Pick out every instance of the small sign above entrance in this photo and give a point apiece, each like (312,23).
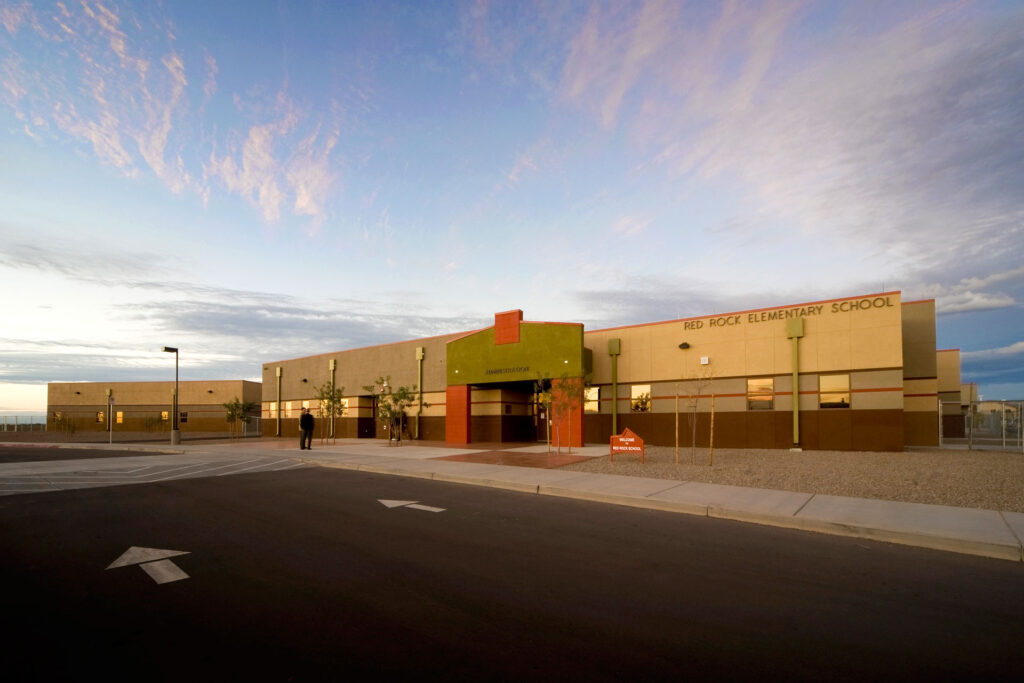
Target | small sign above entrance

---

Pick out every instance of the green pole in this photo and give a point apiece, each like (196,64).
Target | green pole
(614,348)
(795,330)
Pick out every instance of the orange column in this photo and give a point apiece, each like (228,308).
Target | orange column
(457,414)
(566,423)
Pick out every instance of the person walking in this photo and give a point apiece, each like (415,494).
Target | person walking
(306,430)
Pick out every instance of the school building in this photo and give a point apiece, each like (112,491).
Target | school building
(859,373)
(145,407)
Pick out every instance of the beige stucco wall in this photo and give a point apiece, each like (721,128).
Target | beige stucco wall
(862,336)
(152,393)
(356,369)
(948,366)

---

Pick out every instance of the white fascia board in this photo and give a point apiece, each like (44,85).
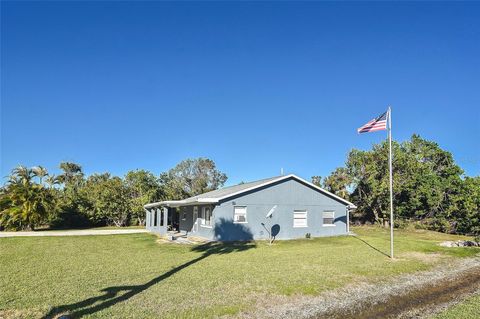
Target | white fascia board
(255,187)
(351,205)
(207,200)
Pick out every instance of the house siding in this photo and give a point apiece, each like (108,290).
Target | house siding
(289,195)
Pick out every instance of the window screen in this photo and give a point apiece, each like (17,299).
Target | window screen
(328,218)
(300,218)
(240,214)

### Task goal
How many lines in the rows above contain the word "person"? Reply with the number alone.

### Written solution
2